* [DESCRIPTION OF THE TASK]
Update the lines below by replacing "Submission" with "Response" wherever it occurs, and change nothing else. Leave the pictures out of your answer.

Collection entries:
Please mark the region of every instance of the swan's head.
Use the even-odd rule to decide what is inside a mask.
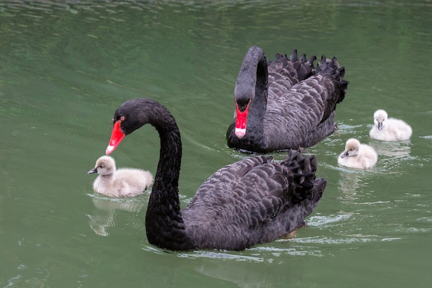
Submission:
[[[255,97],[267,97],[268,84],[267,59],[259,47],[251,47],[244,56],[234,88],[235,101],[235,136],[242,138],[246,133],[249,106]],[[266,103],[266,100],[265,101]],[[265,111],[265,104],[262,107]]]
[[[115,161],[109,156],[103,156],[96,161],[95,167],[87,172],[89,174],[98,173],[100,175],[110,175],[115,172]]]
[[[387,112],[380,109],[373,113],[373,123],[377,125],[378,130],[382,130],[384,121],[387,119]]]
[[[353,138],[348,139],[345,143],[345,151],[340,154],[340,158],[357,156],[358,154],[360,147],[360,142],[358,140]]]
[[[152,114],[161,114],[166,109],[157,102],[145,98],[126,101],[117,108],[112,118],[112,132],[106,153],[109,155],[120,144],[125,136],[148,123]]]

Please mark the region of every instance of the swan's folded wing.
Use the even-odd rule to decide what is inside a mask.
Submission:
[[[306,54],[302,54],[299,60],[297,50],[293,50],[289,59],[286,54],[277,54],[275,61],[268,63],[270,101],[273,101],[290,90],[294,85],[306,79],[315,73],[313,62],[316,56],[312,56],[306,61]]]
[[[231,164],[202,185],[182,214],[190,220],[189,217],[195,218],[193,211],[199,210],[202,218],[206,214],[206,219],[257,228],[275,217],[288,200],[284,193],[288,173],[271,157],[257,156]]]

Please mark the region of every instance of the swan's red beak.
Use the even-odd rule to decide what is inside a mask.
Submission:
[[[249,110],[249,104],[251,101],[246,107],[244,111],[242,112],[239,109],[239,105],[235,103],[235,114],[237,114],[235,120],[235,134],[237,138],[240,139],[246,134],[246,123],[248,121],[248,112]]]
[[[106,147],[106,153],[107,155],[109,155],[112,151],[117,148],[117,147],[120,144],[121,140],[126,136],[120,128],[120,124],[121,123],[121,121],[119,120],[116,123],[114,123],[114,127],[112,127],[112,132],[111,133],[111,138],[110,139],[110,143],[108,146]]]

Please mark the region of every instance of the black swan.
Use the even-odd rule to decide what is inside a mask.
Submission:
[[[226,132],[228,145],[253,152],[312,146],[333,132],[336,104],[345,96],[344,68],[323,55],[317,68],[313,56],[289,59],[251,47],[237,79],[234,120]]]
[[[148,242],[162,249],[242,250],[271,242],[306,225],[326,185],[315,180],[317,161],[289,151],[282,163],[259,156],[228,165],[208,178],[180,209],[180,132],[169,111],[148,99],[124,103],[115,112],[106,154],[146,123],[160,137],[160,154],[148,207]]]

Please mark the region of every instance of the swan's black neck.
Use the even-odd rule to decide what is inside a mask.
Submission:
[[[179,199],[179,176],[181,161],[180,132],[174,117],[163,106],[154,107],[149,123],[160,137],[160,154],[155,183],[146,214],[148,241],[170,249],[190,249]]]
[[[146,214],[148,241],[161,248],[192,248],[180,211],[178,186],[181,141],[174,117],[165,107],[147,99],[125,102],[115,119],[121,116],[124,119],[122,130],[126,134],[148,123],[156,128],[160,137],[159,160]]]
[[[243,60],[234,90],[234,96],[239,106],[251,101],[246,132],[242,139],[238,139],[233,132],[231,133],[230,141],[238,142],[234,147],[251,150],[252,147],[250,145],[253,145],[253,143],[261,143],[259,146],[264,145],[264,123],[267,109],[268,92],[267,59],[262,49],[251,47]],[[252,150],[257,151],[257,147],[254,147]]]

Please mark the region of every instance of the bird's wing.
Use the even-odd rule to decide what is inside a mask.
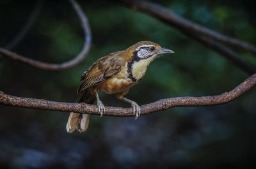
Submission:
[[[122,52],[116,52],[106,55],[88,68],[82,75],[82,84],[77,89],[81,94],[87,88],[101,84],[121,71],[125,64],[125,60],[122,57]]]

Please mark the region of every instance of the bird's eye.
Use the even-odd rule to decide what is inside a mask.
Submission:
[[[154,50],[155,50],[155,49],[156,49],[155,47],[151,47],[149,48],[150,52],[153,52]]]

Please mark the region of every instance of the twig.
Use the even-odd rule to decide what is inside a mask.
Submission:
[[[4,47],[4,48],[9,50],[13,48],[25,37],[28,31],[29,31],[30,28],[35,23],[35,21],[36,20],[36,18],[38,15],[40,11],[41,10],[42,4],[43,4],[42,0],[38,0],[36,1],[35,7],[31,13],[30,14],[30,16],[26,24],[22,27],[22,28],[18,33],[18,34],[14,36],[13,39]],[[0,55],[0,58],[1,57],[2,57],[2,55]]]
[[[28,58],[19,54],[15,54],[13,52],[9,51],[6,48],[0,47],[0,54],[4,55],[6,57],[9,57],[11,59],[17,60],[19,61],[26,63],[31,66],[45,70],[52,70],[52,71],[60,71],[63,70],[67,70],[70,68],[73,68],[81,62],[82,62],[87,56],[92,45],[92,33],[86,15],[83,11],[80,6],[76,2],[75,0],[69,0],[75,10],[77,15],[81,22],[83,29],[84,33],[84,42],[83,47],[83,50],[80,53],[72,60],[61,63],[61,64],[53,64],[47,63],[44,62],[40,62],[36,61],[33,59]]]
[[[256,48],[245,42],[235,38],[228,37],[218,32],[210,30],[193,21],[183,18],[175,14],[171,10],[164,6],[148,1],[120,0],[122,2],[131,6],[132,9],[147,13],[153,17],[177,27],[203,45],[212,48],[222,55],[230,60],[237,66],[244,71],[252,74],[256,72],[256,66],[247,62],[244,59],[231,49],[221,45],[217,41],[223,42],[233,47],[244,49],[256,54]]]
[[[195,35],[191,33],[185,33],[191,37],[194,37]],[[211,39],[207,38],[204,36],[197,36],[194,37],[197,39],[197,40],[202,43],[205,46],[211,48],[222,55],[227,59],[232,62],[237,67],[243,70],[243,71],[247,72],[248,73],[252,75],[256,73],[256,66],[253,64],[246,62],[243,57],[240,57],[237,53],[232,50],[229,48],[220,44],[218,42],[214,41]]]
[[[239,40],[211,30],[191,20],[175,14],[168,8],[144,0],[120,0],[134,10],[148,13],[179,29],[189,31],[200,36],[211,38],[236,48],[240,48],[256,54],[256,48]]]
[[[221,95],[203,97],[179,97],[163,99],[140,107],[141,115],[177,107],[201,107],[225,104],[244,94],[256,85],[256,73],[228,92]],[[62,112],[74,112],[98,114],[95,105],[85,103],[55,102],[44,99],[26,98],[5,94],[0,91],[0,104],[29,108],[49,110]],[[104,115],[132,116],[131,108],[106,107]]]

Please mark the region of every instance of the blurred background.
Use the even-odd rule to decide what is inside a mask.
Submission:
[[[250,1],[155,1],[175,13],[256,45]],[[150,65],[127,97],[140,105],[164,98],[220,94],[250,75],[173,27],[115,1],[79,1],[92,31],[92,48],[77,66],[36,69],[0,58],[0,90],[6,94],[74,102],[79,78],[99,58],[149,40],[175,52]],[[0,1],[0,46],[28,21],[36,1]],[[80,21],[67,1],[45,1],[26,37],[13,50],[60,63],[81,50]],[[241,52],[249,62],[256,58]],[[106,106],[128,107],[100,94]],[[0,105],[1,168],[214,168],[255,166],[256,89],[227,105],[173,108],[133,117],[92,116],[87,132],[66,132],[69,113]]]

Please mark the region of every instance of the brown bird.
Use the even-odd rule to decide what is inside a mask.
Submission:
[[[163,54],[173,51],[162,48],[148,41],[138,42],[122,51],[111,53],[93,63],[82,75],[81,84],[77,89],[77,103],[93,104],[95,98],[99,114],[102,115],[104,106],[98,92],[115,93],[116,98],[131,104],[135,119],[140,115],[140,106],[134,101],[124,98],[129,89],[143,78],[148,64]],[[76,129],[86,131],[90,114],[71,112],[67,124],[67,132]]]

* [COMPLETE OUTPUT]
Please mark the region of every instance of the swan's head.
Use the even-odd rule to decide what is inside a mask.
Response:
[[[255,97],[267,97],[268,84],[267,59],[259,47],[251,47],[244,56],[234,88],[235,101],[235,136],[242,138],[246,133],[249,106]],[[266,103],[266,100],[265,101]],[[265,111],[265,104],[262,107]]]
[[[115,161],[109,156],[103,156],[96,161],[95,167],[87,172],[89,174],[98,173],[100,175],[110,175],[115,172]]]
[[[387,112],[380,109],[373,113],[373,123],[377,125],[378,130],[382,130],[384,121],[387,119]]]
[[[353,138],[348,139],[345,143],[345,151],[340,154],[340,158],[357,156],[358,154],[360,147],[360,142],[358,140]]]
[[[152,114],[161,114],[166,109],[157,102],[145,98],[126,101],[117,108],[112,118],[112,132],[106,153],[109,155],[120,144],[125,136],[148,123]]]

Please mark the region of every instance of the swan's folded wing.
Use the even-odd rule to decide what is inside a mask.
Response:
[[[306,54],[302,54],[299,60],[297,50],[293,50],[289,59],[286,54],[277,54],[275,61],[268,63],[270,101],[273,101],[290,90],[294,85],[306,79],[315,73],[313,62],[316,56],[312,56],[306,61]]]
[[[231,164],[202,185],[182,214],[190,220],[189,217],[195,218],[193,211],[199,210],[202,218],[206,214],[206,219],[257,228],[275,217],[288,200],[284,193],[288,173],[271,157],[257,156]]]

Please mark the region of every instance of the swan's red beak.
Use the even-odd rule to decide what is inside a mask.
Response:
[[[249,110],[249,104],[251,101],[246,107],[244,111],[242,112],[239,109],[239,105],[235,103],[235,114],[237,114],[235,120],[235,134],[237,138],[240,139],[246,134],[246,123],[248,121],[248,112]]]
[[[106,147],[106,153],[107,155],[109,155],[112,151],[117,148],[117,147],[120,144],[121,140],[126,136],[120,128],[120,124],[121,123],[121,121],[119,120],[116,123],[114,123],[114,127],[112,127],[112,132],[111,133],[111,138],[110,139],[110,143],[108,146]]]

Please mark the region of every instance of the black swan.
Use the even-odd rule to decide what is inside a mask.
Response:
[[[226,132],[228,145],[253,152],[312,146],[333,132],[336,104],[345,96],[344,68],[323,55],[317,68],[313,56],[289,59],[251,47],[237,79],[234,120]]]
[[[148,242],[162,249],[242,250],[271,242],[306,225],[326,185],[315,180],[317,161],[289,151],[282,163],[259,156],[228,165],[208,178],[180,209],[180,132],[169,111],[148,99],[124,103],[115,112],[106,154],[146,123],[160,137],[160,154],[148,207]]]

Please mark the region of every instance of the swan's black neck.
Use the even-odd rule to decide what is inside a mask.
Response:
[[[179,199],[179,176],[181,161],[180,132],[174,117],[163,106],[154,107],[149,123],[160,137],[160,154],[155,183],[146,214],[148,241],[170,249],[190,249]]]
[[[146,214],[148,241],[161,248],[192,248],[180,211],[178,186],[181,141],[174,117],[165,107],[147,99],[125,102],[115,119],[121,116],[124,119],[122,130],[126,134],[148,123],[156,128],[160,137],[159,160]]]
[[[243,60],[234,90],[234,96],[239,106],[251,101],[246,132],[242,139],[238,139],[233,132],[231,133],[230,141],[238,142],[234,147],[251,150],[252,147],[250,145],[253,145],[253,143],[261,143],[259,146],[264,145],[264,123],[267,109],[268,92],[267,59],[262,49],[251,47]],[[252,150],[257,151],[257,147],[254,147]]]

Please mark the region of every instance of the bird's wing.
Use the even-odd rule to decide what is inside a mask.
Response:
[[[122,52],[116,52],[106,55],[88,68],[82,75],[82,84],[77,89],[81,94],[87,88],[101,84],[121,71],[125,64],[125,60],[122,57]]]

Please mark the region of every instance of the bird's eye.
Use the even-odd rule to decide what is inside a mask.
Response:
[[[154,50],[155,50],[155,49],[156,49],[155,47],[151,47],[149,48],[150,52],[153,52]]]

Please mark the region of every instance of the twig.
Use the even-odd rule to decide what is inside a mask.
Response:
[[[4,47],[4,48],[9,50],[13,48],[25,37],[28,31],[29,31],[30,28],[35,23],[35,21],[36,20],[36,18],[38,15],[40,11],[41,10],[42,4],[43,4],[42,0],[38,0],[36,1],[35,7],[31,13],[30,14],[30,16],[26,24],[22,27],[22,28],[18,33],[18,34],[14,36],[13,39]],[[0,55],[0,58],[1,57],[2,57],[2,55]]]
[[[28,58],[19,54],[15,54],[13,52],[9,51],[6,48],[0,47],[0,54],[4,55],[6,57],[9,57],[11,59],[17,60],[19,61],[26,63],[31,66],[45,70],[52,70],[52,71],[60,71],[63,70],[67,70],[70,68],[73,68],[81,62],[82,62],[87,56],[92,45],[92,33],[86,15],[83,11],[80,6],[76,2],[75,0],[69,0],[75,10],[77,15],[81,22],[83,29],[84,33],[84,42],[83,47],[83,50],[80,53],[72,60],[61,63],[61,64],[53,64],[47,63],[44,62],[40,62],[36,61],[33,59]]]
[[[256,48],[245,42],[235,38],[228,37],[218,32],[210,30],[193,21],[183,18],[175,14],[171,10],[164,6],[148,1],[120,0],[122,2],[131,6],[132,9],[147,13],[153,17],[177,27],[203,45],[212,48],[222,55],[230,60],[237,66],[244,71],[252,74],[256,72],[256,66],[247,62],[244,59],[231,49],[221,45],[217,41],[223,42],[233,47],[244,49],[256,54]]]
[[[195,35],[191,33],[185,33],[191,37],[194,37]],[[211,39],[207,38],[204,36],[197,36],[194,37],[197,39],[197,40],[202,43],[205,46],[211,48],[222,55],[227,59],[232,62],[237,67],[243,70],[243,71],[247,72],[248,73],[252,75],[256,73],[256,66],[253,64],[246,62],[243,57],[240,57],[237,53],[232,50],[229,48],[220,44],[218,42],[214,41]]]
[[[239,40],[211,30],[191,20],[175,14],[168,8],[144,0],[120,0],[134,10],[148,13],[179,29],[189,31],[200,36],[211,38],[236,48],[240,48],[256,54],[256,48]]]
[[[221,95],[203,97],[179,97],[163,99],[140,107],[141,115],[177,107],[201,107],[225,104],[244,94],[256,85],[256,73],[228,92]],[[62,112],[74,112],[98,114],[95,105],[85,103],[55,102],[44,99],[26,98],[5,94],[0,91],[0,104],[29,108],[49,110]],[[104,115],[132,116],[131,108],[106,107]]]

Please mark the region of every instance of the blurred background.
Use the even-odd rule to decide what is inside a mask.
Response:
[[[250,1],[155,1],[175,13],[256,45]],[[150,65],[127,97],[140,105],[164,98],[220,94],[250,75],[173,27],[115,1],[79,1],[92,31],[92,48],[77,66],[36,69],[0,58],[0,90],[6,94],[74,102],[79,78],[99,58],[149,40],[175,52]],[[0,1],[0,46],[28,21],[36,1]],[[80,21],[67,1],[45,1],[26,37],[13,50],[60,63],[81,50]],[[241,52],[249,62],[256,58]],[[106,106],[128,107],[100,94]],[[0,105],[1,168],[214,168],[255,166],[256,89],[227,105],[173,108],[133,117],[92,116],[87,132],[66,132],[69,113]]]

Please mark the region of every instance of the brown bird.
Use the even-odd rule to decide what is inside a mask.
Response:
[[[163,54],[173,51],[162,48],[148,41],[138,42],[122,51],[111,53],[93,63],[82,75],[81,84],[77,89],[77,103],[93,104],[95,98],[99,114],[102,115],[104,106],[98,92],[115,93],[116,98],[131,104],[135,119],[140,115],[140,106],[134,101],[124,98],[129,89],[143,78],[148,64]],[[76,129],[86,131],[90,114],[71,112],[67,124],[67,132]]]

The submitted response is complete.